● **Directions**: Would you please copy every line from the records that contains the word "distant"?

Saved data entries
..........

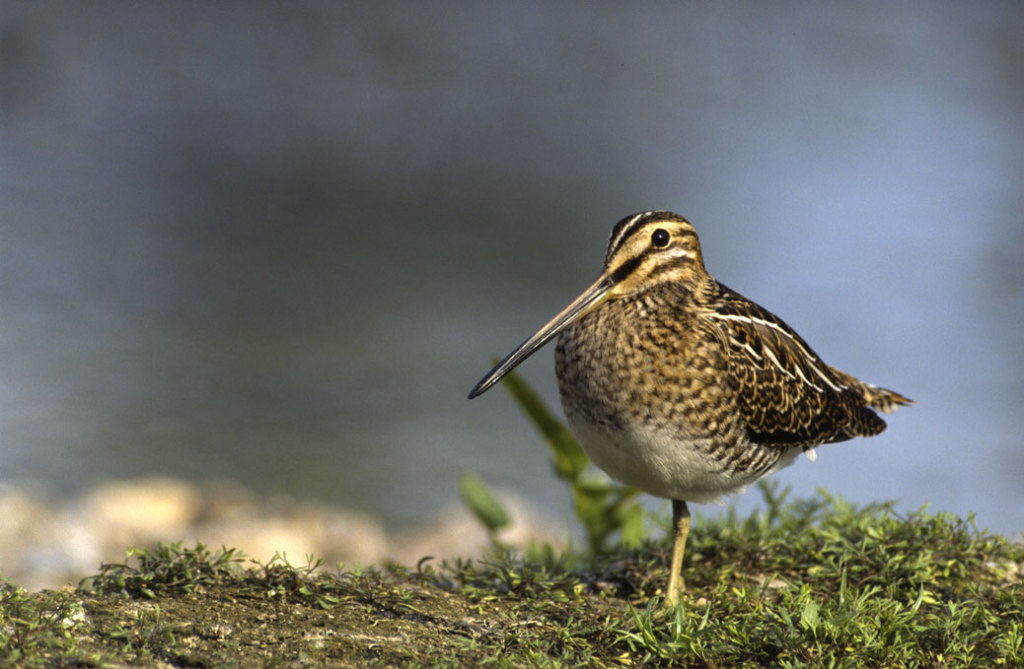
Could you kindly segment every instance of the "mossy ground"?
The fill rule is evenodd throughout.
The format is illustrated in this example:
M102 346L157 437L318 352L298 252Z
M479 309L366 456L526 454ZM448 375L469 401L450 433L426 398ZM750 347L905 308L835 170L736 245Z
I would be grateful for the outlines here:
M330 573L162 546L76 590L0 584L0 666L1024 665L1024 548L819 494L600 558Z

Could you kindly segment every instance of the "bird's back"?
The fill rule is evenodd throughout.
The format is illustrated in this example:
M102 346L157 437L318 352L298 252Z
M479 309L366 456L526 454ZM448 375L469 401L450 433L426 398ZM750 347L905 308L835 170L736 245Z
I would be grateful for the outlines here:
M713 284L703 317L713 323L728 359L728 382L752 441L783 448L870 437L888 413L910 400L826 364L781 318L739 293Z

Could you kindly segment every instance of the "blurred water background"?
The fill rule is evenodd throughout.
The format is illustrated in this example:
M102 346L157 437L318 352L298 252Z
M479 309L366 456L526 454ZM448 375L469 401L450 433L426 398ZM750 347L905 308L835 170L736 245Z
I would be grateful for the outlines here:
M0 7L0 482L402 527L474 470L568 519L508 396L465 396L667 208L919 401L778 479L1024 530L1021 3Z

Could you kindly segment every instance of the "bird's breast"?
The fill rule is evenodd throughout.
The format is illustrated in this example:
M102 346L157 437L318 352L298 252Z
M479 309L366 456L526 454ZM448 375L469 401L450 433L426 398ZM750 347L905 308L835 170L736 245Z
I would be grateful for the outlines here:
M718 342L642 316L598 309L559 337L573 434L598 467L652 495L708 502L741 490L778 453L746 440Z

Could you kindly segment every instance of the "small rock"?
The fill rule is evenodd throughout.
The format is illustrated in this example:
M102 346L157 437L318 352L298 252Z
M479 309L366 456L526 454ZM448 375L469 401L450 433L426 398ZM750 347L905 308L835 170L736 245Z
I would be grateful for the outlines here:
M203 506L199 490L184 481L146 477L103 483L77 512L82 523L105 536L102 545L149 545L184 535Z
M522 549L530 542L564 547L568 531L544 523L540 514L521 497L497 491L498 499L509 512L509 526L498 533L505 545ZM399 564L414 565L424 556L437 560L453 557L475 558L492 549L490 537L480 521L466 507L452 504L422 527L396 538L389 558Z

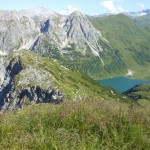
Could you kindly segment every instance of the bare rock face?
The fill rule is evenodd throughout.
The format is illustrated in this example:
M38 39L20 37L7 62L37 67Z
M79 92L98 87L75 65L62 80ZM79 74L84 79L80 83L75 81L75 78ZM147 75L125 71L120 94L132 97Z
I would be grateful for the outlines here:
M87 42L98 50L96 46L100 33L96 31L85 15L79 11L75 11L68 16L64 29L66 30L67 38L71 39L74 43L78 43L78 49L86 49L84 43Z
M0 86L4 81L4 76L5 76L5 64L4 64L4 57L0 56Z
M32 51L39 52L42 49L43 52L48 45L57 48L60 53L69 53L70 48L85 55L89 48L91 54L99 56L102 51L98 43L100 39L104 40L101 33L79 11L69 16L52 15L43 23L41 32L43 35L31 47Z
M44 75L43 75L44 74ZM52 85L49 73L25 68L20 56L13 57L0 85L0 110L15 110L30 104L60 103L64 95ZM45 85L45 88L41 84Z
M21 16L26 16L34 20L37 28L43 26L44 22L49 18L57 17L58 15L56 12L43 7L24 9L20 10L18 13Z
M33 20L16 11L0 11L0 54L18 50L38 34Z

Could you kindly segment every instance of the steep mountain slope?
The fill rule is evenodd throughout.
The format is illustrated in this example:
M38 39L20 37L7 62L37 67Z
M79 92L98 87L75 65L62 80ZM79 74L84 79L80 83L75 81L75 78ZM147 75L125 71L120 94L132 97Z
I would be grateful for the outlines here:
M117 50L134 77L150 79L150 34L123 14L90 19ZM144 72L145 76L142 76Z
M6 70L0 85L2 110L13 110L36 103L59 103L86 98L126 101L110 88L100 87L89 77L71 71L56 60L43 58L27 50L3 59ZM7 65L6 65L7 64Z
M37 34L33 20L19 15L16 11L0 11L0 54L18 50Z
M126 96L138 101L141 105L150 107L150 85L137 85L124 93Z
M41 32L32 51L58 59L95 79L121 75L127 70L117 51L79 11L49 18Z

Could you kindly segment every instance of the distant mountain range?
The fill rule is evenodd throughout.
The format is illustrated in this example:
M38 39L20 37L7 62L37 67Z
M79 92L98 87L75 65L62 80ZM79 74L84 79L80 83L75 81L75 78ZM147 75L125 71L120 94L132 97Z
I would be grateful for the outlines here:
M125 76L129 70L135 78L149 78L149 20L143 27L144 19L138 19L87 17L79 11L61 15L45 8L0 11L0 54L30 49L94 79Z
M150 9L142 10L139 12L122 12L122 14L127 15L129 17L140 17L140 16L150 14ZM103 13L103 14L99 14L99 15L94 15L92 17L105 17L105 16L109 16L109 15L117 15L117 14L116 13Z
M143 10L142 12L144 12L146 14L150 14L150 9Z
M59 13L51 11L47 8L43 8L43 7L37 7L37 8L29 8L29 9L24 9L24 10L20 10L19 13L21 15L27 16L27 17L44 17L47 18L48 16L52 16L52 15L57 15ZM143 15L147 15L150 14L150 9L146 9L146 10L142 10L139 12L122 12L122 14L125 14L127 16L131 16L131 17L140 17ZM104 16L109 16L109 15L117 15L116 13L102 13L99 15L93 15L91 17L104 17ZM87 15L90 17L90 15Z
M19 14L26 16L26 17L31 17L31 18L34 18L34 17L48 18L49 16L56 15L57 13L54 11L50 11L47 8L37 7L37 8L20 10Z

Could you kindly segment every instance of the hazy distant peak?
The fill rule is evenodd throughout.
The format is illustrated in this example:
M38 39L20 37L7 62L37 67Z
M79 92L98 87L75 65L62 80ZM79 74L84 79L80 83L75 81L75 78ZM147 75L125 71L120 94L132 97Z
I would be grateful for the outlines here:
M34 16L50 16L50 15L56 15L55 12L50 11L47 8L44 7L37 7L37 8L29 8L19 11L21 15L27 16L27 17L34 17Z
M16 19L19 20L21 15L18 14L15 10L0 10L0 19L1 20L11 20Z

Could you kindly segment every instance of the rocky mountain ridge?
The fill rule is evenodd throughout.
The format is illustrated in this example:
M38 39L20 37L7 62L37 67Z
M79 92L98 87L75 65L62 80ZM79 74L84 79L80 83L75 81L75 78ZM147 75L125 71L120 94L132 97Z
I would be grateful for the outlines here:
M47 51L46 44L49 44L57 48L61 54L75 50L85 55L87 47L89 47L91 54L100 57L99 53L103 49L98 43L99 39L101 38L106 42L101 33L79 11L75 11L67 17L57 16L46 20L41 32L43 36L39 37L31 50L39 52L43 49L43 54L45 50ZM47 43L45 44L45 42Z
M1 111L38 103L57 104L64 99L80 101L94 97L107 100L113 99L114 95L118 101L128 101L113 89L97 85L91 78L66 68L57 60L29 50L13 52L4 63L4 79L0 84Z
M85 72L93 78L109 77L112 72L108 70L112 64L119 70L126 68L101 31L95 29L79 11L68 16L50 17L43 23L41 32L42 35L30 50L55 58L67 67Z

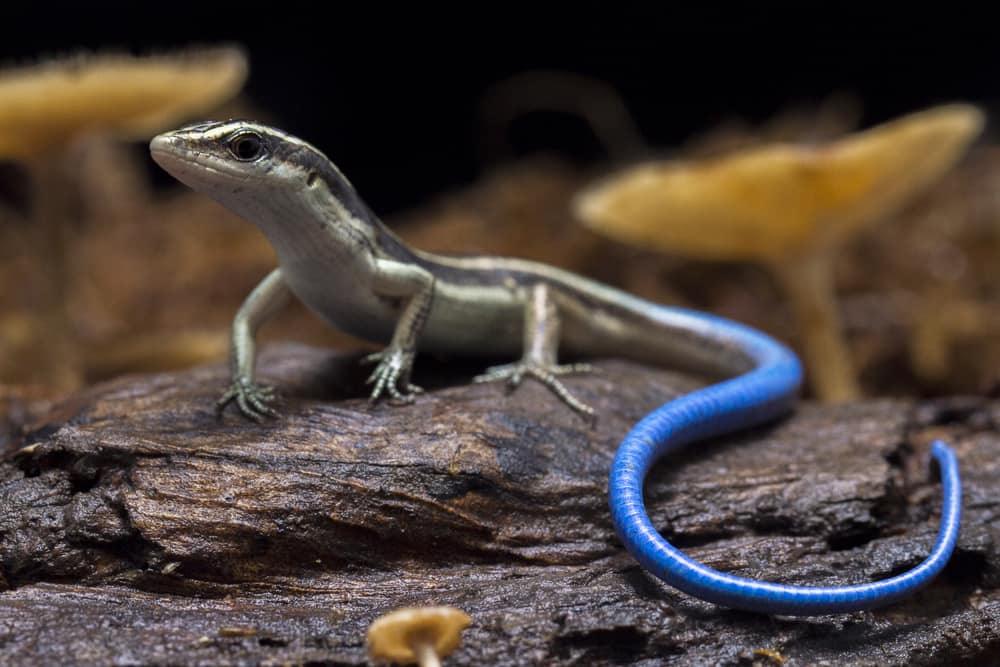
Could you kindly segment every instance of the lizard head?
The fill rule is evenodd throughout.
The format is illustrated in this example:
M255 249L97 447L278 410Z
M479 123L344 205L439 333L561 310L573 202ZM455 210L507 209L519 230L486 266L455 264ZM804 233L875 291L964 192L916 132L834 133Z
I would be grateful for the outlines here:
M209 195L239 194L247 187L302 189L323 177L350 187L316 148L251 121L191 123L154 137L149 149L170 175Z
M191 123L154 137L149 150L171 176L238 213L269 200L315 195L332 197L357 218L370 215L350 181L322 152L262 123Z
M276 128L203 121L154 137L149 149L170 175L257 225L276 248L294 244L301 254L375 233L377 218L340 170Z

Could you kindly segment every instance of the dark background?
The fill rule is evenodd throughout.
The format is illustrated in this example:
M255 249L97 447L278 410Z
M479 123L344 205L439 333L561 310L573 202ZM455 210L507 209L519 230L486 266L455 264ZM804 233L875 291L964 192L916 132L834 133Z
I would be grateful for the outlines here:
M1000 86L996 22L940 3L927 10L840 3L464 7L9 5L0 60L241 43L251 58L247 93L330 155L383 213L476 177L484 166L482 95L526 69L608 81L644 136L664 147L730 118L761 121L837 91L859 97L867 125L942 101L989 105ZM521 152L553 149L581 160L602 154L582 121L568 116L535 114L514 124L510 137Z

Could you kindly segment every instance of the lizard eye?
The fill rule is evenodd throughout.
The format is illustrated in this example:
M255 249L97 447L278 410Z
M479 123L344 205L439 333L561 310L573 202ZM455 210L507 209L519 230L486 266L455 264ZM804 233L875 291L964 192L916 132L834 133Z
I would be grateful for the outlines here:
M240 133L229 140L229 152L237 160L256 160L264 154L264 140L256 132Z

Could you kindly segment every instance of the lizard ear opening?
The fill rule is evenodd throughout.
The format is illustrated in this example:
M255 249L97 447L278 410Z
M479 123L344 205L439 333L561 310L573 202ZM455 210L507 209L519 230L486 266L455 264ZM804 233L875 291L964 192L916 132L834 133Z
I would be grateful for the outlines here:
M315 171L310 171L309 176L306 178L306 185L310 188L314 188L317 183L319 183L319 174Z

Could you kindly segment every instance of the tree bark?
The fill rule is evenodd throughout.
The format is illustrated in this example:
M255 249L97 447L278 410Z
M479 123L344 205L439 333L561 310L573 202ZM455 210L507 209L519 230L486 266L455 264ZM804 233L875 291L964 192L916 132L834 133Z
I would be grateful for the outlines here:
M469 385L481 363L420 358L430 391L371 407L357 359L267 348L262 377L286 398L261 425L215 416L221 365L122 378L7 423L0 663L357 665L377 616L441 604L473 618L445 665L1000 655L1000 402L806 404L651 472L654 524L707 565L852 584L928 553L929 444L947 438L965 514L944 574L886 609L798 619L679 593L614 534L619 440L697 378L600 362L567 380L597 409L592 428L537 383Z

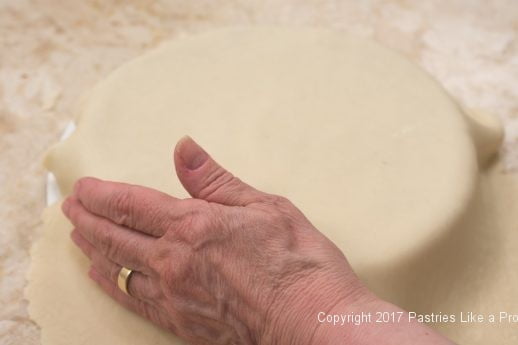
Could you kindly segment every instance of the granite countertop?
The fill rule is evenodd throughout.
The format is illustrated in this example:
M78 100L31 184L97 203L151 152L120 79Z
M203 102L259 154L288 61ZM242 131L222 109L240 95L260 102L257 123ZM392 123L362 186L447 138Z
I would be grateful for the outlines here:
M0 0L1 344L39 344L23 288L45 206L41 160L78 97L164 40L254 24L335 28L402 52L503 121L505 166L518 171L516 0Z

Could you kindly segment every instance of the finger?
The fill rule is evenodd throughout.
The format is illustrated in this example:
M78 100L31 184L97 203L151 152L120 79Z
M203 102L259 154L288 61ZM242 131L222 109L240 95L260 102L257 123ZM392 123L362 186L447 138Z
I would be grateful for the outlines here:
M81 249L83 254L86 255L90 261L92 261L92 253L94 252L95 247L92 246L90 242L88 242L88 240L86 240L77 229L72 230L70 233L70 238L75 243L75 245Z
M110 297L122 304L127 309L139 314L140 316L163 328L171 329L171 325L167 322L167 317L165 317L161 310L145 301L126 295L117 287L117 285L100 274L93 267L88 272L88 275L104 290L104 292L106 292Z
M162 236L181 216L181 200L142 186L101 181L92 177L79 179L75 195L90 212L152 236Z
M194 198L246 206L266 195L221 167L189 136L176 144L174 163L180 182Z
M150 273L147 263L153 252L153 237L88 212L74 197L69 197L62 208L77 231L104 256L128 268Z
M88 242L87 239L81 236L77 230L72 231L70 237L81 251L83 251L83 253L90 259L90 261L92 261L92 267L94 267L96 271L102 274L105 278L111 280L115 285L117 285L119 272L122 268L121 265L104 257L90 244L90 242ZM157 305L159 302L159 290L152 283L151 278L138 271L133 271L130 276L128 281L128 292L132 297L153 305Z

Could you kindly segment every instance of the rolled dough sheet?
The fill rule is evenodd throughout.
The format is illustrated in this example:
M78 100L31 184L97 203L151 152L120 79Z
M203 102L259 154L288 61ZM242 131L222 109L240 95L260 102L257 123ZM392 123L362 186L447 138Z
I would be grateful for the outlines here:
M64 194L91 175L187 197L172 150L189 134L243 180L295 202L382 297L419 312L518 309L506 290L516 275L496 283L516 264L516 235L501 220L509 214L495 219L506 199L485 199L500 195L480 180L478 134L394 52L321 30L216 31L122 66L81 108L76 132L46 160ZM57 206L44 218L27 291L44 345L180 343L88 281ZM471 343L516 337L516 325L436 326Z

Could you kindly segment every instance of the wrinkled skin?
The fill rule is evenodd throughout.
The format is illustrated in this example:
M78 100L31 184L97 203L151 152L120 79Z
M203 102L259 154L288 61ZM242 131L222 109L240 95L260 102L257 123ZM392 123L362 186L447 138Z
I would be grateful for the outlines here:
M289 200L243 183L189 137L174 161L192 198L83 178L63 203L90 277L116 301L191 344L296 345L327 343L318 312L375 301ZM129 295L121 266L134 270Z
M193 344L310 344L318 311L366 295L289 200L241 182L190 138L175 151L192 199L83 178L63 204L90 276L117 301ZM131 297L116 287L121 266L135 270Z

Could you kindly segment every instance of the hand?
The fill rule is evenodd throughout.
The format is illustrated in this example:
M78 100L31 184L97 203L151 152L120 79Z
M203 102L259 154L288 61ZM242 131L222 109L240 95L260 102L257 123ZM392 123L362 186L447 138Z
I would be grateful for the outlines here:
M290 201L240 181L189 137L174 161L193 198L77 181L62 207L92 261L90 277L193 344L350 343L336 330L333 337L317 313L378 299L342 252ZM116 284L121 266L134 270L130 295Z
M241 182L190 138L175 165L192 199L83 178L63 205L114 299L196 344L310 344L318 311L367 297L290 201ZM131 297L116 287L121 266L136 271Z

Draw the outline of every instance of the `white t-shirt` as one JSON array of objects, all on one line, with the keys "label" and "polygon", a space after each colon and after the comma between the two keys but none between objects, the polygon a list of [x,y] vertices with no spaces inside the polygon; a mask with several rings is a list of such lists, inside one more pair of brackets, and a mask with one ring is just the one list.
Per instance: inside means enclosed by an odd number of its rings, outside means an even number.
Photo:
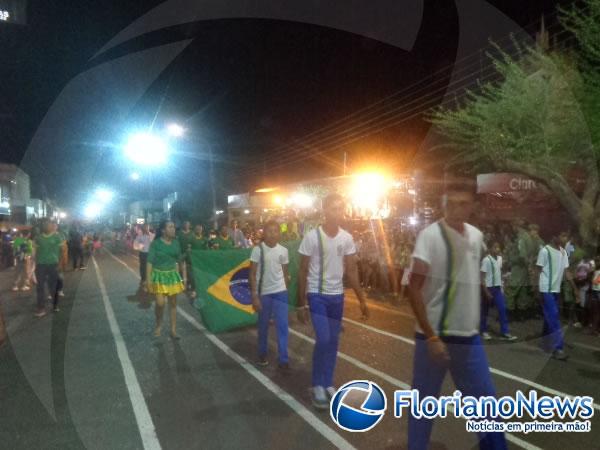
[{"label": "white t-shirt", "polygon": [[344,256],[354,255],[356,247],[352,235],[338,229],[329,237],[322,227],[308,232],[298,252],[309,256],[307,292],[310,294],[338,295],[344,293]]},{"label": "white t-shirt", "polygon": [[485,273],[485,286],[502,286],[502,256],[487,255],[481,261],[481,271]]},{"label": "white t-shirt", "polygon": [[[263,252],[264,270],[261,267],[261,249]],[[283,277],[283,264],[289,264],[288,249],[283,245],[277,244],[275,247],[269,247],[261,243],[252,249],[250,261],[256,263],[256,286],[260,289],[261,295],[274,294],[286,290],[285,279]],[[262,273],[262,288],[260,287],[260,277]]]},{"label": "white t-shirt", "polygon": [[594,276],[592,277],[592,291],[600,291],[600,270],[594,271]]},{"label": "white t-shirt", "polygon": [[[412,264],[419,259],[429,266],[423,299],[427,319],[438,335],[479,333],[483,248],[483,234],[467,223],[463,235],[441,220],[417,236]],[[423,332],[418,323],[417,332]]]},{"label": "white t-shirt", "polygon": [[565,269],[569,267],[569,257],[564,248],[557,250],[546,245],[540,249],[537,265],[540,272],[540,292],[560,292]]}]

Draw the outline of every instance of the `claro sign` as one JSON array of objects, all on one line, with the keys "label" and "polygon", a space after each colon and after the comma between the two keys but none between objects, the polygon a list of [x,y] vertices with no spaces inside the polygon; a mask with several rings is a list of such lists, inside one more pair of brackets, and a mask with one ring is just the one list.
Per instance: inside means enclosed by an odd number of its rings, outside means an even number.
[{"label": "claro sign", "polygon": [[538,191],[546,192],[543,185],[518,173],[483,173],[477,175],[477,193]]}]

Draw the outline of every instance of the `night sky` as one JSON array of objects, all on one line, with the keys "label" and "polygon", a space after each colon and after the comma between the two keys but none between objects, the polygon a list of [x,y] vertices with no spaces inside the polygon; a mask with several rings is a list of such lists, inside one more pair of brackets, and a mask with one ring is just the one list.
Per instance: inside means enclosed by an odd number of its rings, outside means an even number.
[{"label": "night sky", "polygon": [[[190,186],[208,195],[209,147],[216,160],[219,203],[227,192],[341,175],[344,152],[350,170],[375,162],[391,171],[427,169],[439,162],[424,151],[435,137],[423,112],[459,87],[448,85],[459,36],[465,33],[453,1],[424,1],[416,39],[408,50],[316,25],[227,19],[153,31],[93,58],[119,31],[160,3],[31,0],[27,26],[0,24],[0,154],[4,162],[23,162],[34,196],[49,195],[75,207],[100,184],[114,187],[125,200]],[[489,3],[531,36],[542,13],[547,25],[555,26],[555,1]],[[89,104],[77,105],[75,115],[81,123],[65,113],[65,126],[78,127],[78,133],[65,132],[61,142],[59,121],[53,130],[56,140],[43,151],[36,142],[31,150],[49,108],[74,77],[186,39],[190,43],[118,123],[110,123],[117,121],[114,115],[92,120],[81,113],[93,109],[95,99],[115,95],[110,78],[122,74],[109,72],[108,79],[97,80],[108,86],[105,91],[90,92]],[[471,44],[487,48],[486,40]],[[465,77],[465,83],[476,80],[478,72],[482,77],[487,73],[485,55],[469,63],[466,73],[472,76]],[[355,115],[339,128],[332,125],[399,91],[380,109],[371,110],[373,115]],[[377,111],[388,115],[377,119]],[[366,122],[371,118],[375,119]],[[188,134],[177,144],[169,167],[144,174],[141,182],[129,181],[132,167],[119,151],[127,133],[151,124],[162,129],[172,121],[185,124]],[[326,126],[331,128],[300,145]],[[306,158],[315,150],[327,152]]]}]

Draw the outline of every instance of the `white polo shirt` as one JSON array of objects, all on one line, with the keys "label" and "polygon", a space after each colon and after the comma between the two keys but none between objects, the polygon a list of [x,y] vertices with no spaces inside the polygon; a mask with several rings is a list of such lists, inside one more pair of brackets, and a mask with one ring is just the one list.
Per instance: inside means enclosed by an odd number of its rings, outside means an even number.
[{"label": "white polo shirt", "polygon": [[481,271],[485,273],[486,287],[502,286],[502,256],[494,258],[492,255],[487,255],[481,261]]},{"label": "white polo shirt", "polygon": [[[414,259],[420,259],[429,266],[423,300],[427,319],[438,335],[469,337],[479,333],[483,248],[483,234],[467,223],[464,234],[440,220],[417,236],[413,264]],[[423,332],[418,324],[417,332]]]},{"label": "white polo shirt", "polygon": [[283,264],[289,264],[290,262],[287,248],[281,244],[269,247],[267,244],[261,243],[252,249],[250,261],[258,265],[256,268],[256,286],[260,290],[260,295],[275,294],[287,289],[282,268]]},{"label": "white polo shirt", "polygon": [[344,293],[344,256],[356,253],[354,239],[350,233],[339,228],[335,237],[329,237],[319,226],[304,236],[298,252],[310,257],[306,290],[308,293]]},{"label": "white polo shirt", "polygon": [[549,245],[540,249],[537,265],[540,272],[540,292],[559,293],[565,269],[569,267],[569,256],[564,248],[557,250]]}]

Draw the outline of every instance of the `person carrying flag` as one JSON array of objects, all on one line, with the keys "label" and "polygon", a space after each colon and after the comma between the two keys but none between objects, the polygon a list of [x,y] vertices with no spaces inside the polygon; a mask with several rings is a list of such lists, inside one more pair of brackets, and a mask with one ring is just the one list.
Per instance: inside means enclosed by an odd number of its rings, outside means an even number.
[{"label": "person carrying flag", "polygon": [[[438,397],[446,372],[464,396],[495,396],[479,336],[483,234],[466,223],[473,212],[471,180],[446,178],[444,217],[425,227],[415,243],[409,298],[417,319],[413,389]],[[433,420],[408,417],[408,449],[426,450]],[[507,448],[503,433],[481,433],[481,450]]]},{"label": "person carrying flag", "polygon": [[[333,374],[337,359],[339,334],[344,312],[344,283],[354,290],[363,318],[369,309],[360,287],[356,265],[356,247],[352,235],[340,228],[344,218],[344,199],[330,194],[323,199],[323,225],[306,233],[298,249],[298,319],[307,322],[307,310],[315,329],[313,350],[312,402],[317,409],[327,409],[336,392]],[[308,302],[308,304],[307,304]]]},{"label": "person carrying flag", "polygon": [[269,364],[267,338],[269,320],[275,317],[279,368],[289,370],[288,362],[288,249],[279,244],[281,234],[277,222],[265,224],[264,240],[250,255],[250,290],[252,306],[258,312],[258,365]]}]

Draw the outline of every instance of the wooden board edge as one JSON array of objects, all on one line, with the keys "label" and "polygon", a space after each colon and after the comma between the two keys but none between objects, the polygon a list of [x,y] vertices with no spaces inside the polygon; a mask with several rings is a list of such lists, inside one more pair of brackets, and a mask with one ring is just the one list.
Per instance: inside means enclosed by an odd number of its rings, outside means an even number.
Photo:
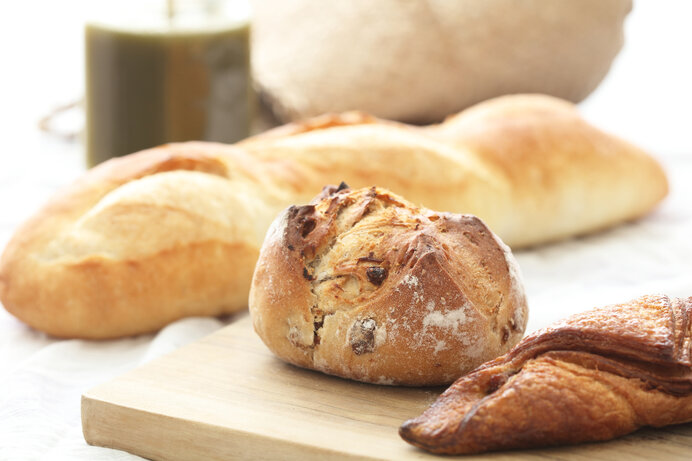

..........

● **Response below**:
Could you kindly segment every instance of the distant mountain range?
Could you kindly segment every instance of the hazy distant peak?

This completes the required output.